(Outline records)
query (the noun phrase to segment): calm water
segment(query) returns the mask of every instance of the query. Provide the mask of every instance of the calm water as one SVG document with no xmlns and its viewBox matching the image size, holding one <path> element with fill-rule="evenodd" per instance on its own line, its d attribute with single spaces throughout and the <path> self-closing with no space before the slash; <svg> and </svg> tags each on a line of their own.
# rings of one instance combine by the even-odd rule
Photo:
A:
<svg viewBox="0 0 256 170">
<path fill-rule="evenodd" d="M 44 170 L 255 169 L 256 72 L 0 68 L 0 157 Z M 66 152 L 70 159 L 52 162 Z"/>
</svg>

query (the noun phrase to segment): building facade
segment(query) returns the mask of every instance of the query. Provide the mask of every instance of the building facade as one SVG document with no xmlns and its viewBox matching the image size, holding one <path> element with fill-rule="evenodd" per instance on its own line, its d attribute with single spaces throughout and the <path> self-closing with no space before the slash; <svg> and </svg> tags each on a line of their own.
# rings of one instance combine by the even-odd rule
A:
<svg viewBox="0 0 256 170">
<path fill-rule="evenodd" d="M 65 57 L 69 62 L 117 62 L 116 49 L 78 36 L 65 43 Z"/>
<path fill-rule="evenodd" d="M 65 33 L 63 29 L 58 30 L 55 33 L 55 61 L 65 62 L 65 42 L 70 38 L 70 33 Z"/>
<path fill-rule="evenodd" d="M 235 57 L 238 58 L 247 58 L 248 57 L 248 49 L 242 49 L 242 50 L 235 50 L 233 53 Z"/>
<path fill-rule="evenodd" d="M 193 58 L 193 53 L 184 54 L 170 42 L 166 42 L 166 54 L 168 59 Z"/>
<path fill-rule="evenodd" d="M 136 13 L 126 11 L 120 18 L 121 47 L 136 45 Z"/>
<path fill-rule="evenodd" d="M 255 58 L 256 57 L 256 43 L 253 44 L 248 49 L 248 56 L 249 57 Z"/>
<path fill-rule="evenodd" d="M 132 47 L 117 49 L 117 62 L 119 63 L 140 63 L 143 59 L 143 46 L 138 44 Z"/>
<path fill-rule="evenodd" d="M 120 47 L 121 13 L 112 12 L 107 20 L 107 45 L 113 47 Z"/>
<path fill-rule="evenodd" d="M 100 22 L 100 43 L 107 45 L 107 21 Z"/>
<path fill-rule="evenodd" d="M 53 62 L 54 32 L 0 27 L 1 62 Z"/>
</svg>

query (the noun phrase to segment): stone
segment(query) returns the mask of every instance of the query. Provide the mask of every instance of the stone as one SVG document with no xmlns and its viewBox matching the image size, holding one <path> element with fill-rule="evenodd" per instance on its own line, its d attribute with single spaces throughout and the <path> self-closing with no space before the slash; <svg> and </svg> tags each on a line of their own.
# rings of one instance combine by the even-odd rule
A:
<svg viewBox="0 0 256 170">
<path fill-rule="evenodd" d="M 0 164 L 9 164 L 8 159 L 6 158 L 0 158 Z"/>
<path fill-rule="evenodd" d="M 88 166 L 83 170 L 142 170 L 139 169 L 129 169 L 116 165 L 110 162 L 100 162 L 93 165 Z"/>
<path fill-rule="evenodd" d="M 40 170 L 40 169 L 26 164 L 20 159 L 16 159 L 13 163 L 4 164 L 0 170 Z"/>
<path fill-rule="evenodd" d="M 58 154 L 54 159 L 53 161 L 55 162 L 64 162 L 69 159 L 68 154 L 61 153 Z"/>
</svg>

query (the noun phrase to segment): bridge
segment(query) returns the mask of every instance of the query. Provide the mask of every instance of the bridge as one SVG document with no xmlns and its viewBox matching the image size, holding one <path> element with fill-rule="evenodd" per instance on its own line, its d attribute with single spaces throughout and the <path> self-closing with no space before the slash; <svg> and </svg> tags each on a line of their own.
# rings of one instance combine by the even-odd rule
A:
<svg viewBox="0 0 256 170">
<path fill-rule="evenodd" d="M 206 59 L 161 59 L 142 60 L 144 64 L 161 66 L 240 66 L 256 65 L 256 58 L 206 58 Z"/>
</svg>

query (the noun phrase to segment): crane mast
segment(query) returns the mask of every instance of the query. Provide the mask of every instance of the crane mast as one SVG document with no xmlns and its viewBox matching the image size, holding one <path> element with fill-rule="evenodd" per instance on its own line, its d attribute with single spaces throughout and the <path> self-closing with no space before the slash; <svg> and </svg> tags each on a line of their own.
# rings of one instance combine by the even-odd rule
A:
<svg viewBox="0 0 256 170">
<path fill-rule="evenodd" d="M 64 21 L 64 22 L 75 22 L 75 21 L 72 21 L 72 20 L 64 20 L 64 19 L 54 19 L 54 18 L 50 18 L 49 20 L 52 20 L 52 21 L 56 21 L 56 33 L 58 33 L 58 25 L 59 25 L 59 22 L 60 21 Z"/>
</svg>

▶ **TASK BRIEF**
Arrange the items, from the one on the line containing "query (the noun phrase to segment): bridge" through the last item above, as a two-column CSV with the headers text and answer. Give one row per item, with each value in a single quoted field and its line breaks turned into spaces.

▶ **EXPECTED OUTPUT**
text,answer
"query (the noun phrase to segment): bridge segment(query) returns the mask of every instance of the query. Provide the mask of every instance of the bridge as one SVG document with no xmlns and its viewBox matching the image size, holding one <path> element with fill-rule=""evenodd"" per instance on its own line, its d attribute with single spaces throughout and the <path> self-closing with no space before the slash; <svg> and </svg> tags each on a line of their own. # rings of one instance combine by the even-odd rule A:","<svg viewBox=""0 0 256 170""> <path fill-rule=""evenodd"" d=""M 206 59 L 161 59 L 142 60 L 144 64 L 161 66 L 240 66 L 256 65 L 256 58 L 206 58 Z""/> </svg>"
"query (the noun phrase to segment): crane mast segment(query) returns the mask of every instance of the query. Provide the mask of every instance of the crane mast as one SVG document with no xmlns and its viewBox matching the image size, holding one <path> element with fill-rule=""evenodd"" per instance on its own line, its d attribute with single spaces throughout and the <path> self-closing with no space before the slash; <svg> and </svg> tags each on a line of their own. # rings of one instance combine by the even-odd rule A:","<svg viewBox=""0 0 256 170""> <path fill-rule=""evenodd"" d=""M 64 21 L 64 22 L 75 22 L 75 21 L 72 21 L 72 20 L 64 20 L 64 19 L 54 19 L 54 18 L 50 18 L 49 20 L 52 20 L 52 21 L 56 21 L 56 33 L 58 33 L 58 25 L 59 25 L 59 22 L 60 21 Z""/> </svg>"